#### Instructions for the task
In the Watchdog announcement below, what does the new Watchdog do with related APM anomalies that occur across different services?

#### Selected text
____________

Watchdog Detects Kubernetes Anomalies and Surfaces Root Causes | Datadog

Watchdog detects Kubernetes anomalies and surfaces root causes

Author Othmane Abou-Amal

Published: October 6, 2020

Since 2018, Watchdog has provided automatic anomaly detection to notify you of performance issues in your applications. Earlier this year, we introduced Watchdog for Infra, enhancing Watchdog to also monitor your infrastructure. We’re pleased to announce the latest enhancements to Watchdog, which now provides more visibility and greater context around the full scope of each application issue. The new Watchdog automatically groups related APM anomalies across different services into a single story and provides actionable insights for root cause analysis. Watchdog now also adds context to your alerts and automatically surfaces anomalies that occur within your Kubernetes clusters. Without any setup, you can now rely on Watchdog for even deeper visibility into your dynamic environment.

The Watchdog overview displays summaries of two stories—one that describes an endpoint's elevated latency and one that reports a high percentage of unready pods in a Kubernetes cluster.

Troubleshoot APM anomalies across services

An anomaly that appears in one service can have a negative impact on services downstream. For example, if one service’s database queries get throttled, any downstream service will experience elevated latency. Some of these downstream services could eventually experience an increased error rate due to timeouts. You need to troubleshoot this not as two separate issues, but rather as one issue stemming from a single root cause.

____________

#### Dataset
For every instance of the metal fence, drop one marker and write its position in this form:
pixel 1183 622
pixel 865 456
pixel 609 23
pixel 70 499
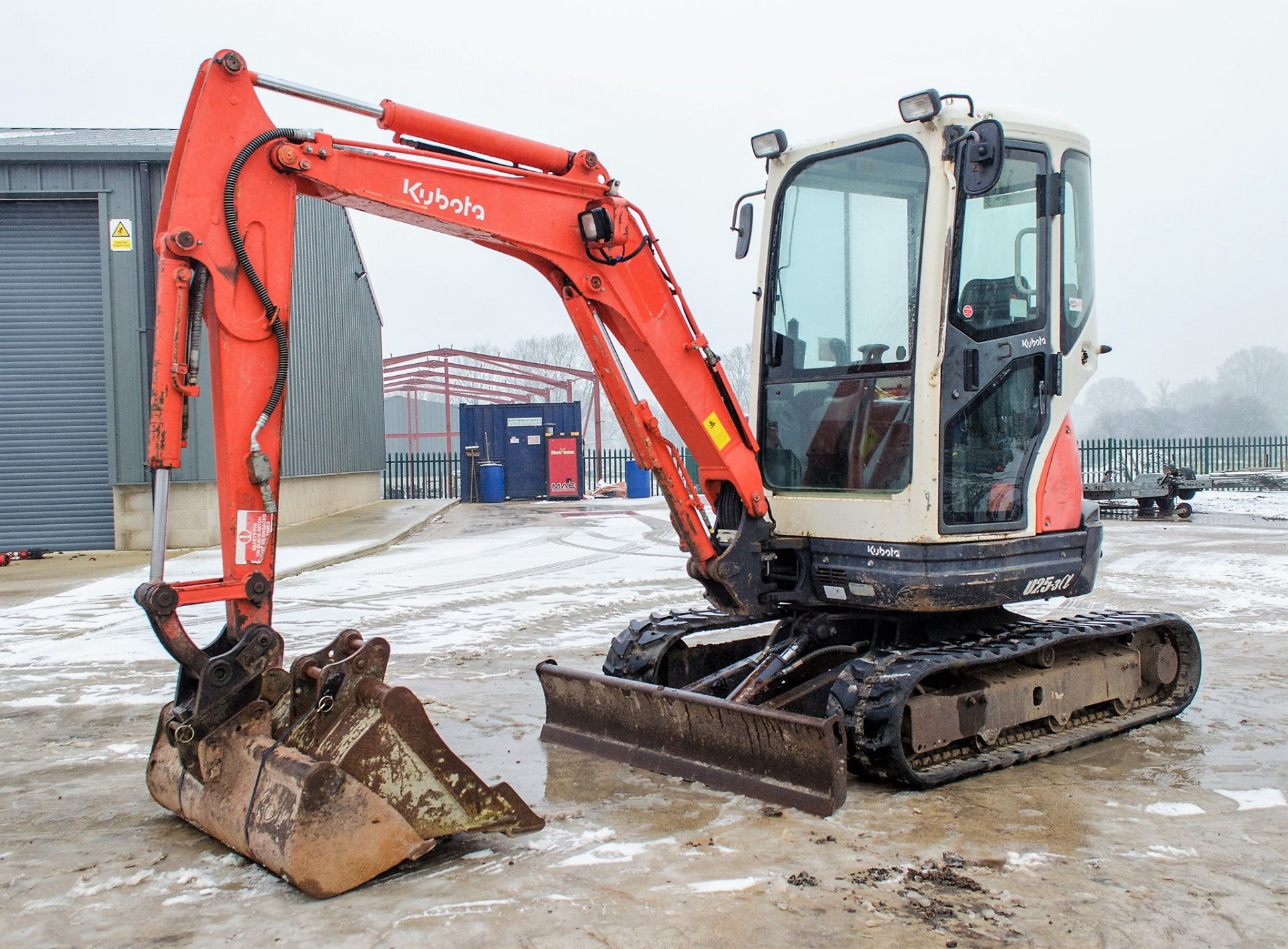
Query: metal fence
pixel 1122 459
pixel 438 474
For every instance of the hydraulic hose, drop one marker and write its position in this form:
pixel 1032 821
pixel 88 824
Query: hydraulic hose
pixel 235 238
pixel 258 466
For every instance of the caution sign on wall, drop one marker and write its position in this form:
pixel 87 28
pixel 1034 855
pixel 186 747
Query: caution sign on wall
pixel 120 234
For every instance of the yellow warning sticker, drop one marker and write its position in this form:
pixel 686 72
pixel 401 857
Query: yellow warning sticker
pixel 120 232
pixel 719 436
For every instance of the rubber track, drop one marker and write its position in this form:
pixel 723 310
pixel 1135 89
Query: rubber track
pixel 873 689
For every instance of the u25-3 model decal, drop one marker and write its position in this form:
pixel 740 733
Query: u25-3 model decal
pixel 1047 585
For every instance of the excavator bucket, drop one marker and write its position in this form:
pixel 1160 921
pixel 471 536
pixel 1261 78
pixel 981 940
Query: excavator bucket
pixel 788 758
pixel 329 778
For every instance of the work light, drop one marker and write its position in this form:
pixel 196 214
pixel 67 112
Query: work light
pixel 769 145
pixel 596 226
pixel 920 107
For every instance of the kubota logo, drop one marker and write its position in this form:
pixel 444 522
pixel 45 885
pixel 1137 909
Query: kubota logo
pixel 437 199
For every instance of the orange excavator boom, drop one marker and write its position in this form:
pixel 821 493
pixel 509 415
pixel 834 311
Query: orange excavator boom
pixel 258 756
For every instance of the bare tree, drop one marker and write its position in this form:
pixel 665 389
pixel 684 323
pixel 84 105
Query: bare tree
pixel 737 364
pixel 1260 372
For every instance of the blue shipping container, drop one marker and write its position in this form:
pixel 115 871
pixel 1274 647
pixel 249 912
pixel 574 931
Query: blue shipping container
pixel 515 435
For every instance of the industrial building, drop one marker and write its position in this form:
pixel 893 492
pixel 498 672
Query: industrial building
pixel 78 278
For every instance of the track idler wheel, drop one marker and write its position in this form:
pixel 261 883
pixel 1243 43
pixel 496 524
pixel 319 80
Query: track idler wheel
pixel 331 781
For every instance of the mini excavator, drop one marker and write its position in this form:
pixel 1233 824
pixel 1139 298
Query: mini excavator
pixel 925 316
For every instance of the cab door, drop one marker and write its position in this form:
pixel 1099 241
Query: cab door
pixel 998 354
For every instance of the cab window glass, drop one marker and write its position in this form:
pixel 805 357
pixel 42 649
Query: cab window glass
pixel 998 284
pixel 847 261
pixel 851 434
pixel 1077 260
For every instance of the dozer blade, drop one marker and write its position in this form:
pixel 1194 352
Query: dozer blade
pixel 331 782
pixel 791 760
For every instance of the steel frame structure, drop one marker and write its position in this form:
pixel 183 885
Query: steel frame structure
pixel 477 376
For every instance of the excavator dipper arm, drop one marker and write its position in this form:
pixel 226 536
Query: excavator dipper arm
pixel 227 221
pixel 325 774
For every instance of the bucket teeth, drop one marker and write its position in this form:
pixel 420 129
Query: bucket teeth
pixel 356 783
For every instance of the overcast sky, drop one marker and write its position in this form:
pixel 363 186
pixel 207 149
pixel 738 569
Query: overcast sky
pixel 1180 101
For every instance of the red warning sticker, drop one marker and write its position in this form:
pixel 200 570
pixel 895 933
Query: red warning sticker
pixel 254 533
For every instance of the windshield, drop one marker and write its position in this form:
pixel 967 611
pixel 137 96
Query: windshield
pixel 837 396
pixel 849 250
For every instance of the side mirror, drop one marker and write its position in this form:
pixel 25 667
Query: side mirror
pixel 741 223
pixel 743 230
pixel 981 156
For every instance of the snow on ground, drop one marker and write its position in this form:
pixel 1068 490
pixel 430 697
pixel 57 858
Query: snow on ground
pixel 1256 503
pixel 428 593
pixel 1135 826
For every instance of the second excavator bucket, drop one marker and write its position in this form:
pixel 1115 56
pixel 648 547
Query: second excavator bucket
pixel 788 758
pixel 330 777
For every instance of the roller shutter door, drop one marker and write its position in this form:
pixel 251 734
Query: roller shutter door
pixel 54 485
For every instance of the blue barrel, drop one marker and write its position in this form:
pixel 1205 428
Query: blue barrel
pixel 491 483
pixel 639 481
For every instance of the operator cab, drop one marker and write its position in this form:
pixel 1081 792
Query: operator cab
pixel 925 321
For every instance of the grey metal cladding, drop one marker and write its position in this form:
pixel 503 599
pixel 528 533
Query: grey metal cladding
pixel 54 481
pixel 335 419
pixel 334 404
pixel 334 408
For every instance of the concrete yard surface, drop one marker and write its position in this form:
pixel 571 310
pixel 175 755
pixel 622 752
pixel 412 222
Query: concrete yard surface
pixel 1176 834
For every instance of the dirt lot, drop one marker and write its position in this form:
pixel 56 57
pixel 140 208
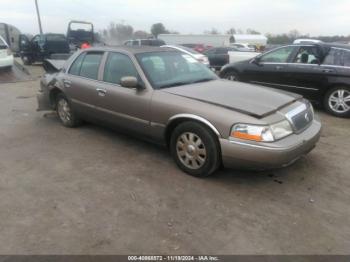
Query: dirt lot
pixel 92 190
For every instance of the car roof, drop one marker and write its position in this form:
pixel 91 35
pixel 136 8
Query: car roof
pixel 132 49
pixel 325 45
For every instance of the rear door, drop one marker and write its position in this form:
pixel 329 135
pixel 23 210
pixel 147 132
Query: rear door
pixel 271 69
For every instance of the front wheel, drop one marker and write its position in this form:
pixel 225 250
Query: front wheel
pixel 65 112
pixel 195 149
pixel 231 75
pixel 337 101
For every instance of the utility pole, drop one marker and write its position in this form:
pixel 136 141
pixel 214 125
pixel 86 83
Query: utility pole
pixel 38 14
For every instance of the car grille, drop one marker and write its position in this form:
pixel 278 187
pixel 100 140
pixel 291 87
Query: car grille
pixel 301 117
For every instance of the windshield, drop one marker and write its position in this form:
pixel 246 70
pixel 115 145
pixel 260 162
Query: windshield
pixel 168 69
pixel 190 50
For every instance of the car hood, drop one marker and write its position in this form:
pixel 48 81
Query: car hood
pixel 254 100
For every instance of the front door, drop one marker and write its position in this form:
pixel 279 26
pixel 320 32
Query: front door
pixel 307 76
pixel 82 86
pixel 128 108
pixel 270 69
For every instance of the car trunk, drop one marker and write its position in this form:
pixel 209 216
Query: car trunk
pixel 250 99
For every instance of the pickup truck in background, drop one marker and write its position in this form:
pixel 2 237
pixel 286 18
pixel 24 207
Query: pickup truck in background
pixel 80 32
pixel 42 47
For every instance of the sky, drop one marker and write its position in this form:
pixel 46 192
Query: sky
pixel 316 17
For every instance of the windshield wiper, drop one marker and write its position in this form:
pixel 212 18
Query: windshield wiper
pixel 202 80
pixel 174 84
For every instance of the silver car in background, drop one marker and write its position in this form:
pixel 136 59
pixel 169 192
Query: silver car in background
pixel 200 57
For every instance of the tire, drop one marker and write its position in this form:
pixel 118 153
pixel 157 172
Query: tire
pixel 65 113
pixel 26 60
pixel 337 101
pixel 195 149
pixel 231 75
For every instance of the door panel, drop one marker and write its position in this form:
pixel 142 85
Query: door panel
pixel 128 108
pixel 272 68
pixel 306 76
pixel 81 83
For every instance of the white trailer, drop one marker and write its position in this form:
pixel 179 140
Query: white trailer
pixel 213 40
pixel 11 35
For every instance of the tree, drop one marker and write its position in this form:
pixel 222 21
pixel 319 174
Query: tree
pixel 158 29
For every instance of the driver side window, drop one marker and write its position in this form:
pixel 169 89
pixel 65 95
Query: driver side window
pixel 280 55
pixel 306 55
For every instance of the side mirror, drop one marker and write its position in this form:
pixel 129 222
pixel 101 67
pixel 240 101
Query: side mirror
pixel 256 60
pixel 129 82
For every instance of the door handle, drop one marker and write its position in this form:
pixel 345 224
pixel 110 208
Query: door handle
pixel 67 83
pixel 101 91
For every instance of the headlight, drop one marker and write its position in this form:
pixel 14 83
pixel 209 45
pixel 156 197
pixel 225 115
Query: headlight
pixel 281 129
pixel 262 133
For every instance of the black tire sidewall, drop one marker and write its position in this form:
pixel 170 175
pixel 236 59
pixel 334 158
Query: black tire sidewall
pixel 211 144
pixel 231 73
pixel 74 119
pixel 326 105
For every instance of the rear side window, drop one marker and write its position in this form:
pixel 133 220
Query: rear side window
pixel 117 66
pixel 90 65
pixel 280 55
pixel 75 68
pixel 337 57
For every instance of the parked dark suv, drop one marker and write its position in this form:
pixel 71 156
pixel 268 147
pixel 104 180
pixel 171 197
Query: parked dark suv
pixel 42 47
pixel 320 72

____________

#### Response
It automatically groups them into a single story.